## Data for processing

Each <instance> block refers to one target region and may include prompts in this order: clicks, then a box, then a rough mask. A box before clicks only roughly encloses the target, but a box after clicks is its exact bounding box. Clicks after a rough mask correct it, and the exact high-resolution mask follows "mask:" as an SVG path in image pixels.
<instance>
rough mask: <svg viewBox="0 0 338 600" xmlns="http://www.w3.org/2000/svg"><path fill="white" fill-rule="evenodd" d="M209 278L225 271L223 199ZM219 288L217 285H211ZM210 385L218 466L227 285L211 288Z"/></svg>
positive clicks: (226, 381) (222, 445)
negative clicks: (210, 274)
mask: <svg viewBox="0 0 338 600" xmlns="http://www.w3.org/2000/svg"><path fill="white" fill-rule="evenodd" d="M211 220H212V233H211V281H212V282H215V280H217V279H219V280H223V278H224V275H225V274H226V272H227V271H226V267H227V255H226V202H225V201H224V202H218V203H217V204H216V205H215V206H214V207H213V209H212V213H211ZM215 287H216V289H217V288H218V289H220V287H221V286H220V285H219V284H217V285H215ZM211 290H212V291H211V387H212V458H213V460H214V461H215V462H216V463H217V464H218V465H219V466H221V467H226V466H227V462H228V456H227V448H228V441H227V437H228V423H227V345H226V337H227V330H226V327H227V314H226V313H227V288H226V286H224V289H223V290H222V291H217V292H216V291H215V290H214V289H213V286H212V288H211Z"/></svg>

## Problem
Recast each item as a numbered list with one entry per line, and omit any blank lines.

## Result
1. Each <instance> block refers to one target region and may include prompts in this order: clicks, then a box, then a rough mask. A box before clicks only roughly encloses the target, but a box after clicks is its exact bounding box. Clicks after a rough mask correct it, and the exact high-resolution mask follows "mask:" as an SVG path in image pixels.
2. <instance>
3. rough mask: <svg viewBox="0 0 338 600" xmlns="http://www.w3.org/2000/svg"><path fill="white" fill-rule="evenodd" d="M209 278L225 271L223 199ZM219 288L217 285H211ZM210 385L218 466L227 285L211 288Z"/></svg>
4. positive clicks: (226, 381) (222, 445)
5. negative clicks: (210, 274)
6. mask: <svg viewBox="0 0 338 600" xmlns="http://www.w3.org/2000/svg"><path fill="white" fill-rule="evenodd" d="M211 220H212V233H211V281H212V282H215V280H217V279H219V280H223V278H224V275H225V274H226V272H227V271H226V267H227V255H226V202H225V201H224V202H218V203H217V204H216V205H215V206H214V207H213V209H212V213H211ZM215 287H216V289H217V288H218V289H220V287H221V286H220V285H219V284H217V285H215ZM211 290H212V291H211V387H212V458H213V460H214V461H215V462H216V463H217V464H218V465H219V466H221V467H226V466H227V462H228V456H227V448H228V441H227V437H228V423H227V345H226V337H227V330H226V327H227V314H226V313H227V288H226V286H224V289H223V290H222V291H217V292H216V291H215V290H214V289H213V286H212V288H211Z"/></svg>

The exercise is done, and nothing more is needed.